━━ DATA

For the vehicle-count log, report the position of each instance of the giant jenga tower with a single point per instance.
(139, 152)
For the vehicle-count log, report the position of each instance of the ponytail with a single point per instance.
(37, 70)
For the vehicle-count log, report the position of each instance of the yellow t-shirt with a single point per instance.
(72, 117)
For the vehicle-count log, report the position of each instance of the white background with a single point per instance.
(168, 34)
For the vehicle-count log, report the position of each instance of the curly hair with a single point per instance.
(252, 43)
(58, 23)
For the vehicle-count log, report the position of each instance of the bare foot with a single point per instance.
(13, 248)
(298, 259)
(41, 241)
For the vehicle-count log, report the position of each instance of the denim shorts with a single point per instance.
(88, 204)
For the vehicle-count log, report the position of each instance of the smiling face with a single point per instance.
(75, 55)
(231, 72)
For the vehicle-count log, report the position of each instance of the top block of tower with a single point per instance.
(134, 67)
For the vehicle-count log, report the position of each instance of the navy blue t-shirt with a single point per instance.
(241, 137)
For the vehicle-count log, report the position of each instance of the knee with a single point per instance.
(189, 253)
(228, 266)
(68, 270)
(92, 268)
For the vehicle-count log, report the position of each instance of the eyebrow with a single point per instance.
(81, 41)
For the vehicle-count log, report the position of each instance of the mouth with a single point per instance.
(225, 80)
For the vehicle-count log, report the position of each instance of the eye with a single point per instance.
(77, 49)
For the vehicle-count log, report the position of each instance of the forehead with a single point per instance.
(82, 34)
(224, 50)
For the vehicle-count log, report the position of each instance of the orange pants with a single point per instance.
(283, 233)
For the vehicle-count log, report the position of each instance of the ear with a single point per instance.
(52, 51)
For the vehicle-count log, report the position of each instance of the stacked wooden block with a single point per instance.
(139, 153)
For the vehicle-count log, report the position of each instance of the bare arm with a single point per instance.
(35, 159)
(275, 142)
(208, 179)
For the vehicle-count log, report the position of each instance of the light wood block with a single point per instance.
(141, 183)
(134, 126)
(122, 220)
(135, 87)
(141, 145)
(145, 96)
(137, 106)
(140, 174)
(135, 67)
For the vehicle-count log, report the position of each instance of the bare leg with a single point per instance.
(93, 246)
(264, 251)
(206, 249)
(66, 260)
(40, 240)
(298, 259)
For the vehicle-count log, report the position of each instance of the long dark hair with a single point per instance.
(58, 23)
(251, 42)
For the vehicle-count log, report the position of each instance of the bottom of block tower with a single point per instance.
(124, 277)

━━━━

Type the records out again. Match them exactly.

For the vehicle-count log, report the position of each instance of the giant jenga tower with a single point per instance.
(139, 152)
For the vehicle-count log, report the position of each instance of the ponytail with a single point per instance.
(37, 70)
For the vehicle-count log, report the position of each instance of the yellow t-shirt with a single point per instance.
(72, 117)
For the vehicle-count log, report the position of each instance of the white background with a single point per instance.
(168, 34)
For the vehicle-count log, report the position of each instance of the curly hair with a single point per instance.
(252, 43)
(58, 23)
For the vehicle-count log, report the position of each instance of the bare foot with a single point per instance.
(13, 248)
(298, 259)
(41, 241)
For the vehicle-count log, report the position of each instance of the denim shorts with a single point per instance.
(88, 204)
For the vehicle-count log, report the position of each instance of the smiling face with a single point per instance.
(75, 55)
(231, 72)
For the vehicle-count log, report the position of each instance of the top block of tower with a single point per instance.
(134, 67)
For the vehicle-count log, report the position of each instance of the navy blue t-shirt with a single point per instance.
(241, 137)
For the vehicle-count log, report the position of each instance of the knee with a single point per instance.
(189, 253)
(228, 266)
(68, 270)
(92, 268)
For the vehicle-count log, report the position of each instance of the eyebrow with a single point per instance.
(81, 41)
For the vehicle-count log, report the position of each instance of the mouth with a single point per instance.
(225, 80)
For the vehicle-count log, report the position of each instance of the eye with a single point per instance.
(77, 49)
For the vehicle-count log, report the position of each instance of the forehead with a single point per instance.
(82, 34)
(224, 50)
For the vehicle-count log, report the position of each instance of the orange pants with a single point per instance.
(283, 233)
For the vehicle-count log, report the position of each instance of the ear with a single point per instance.
(52, 51)
For the vehicle-count log, report the position of each instance of the stacked wooden block with a single point per instance.
(139, 153)
For the vehicle-count log, report the position of each instance of the bare arm with a single point per instance.
(35, 159)
(275, 142)
(208, 179)
For the vehicle-count log, report the position of each instance of the light wood block with a single point per instance.
(141, 183)
(134, 126)
(122, 220)
(135, 87)
(141, 145)
(145, 96)
(137, 106)
(140, 174)
(135, 67)
For the vehicle-count log, report the position of each instance of the bare leg with a single point per instance.
(93, 246)
(264, 251)
(206, 249)
(66, 260)
(40, 240)
(298, 259)
For the vehicle-count log, report the position of each instance of the long dark hair with a single point per instance.
(58, 23)
(251, 42)
For the vehicle-count log, report the position of each instance of the bottom of block tower with a single point per instance.
(124, 277)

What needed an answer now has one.